Start of Information provided

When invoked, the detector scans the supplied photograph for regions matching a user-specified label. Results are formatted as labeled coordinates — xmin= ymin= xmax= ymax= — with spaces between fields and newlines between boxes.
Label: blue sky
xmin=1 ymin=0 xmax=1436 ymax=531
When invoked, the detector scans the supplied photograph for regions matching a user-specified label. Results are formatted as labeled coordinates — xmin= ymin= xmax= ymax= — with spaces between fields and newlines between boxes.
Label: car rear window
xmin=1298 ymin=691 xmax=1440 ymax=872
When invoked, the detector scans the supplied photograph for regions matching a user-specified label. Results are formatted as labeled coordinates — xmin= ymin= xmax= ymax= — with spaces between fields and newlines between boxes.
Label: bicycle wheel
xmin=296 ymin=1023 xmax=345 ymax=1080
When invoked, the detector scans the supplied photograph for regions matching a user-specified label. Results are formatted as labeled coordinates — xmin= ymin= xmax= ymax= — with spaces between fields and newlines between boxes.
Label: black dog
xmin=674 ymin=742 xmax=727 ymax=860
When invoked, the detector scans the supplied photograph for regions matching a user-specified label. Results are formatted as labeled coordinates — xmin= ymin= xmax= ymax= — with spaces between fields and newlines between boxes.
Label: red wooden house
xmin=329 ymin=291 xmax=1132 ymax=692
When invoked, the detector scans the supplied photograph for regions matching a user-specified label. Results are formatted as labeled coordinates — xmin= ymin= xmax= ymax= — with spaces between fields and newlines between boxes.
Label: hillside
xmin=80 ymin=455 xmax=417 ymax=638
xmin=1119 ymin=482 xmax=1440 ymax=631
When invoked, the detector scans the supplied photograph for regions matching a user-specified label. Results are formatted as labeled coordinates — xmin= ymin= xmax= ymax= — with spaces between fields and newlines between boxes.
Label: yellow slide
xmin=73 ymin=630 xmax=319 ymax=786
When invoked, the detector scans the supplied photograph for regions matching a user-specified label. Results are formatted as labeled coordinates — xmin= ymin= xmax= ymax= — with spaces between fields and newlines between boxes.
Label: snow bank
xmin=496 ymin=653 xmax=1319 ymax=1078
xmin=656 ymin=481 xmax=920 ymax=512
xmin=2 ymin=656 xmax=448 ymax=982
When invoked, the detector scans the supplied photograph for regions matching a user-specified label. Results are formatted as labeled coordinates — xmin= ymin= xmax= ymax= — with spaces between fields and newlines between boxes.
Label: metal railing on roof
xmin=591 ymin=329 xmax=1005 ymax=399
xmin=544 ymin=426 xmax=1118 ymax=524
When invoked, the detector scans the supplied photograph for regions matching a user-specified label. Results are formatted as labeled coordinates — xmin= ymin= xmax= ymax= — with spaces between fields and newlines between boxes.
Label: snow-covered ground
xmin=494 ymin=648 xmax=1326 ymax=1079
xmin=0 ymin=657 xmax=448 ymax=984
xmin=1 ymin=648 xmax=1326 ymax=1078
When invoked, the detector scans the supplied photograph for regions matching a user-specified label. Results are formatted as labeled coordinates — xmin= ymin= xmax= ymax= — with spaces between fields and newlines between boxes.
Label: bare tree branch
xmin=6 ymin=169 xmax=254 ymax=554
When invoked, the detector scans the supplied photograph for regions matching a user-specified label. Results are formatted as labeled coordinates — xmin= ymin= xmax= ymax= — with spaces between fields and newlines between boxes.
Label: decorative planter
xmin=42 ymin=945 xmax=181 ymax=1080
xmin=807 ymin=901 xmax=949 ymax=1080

End of Information provided

** Work to be completed **
From the line holding "Label: bare tree branch" to the final line of the data, output each line exactly and nothing more.

** Answer section **
Label: bare tree branch
xmin=6 ymin=169 xmax=254 ymax=554
When invoked, the detector scans the supplied photograph for regions matching a user-specified label. Results are formatted as labeled coordinates — xmin= ymin= xmax= ymax= — with spaces between fields and newlines between boxes.
Label: decorative planter
xmin=42 ymin=945 xmax=181 ymax=1080
xmin=807 ymin=901 xmax=949 ymax=1080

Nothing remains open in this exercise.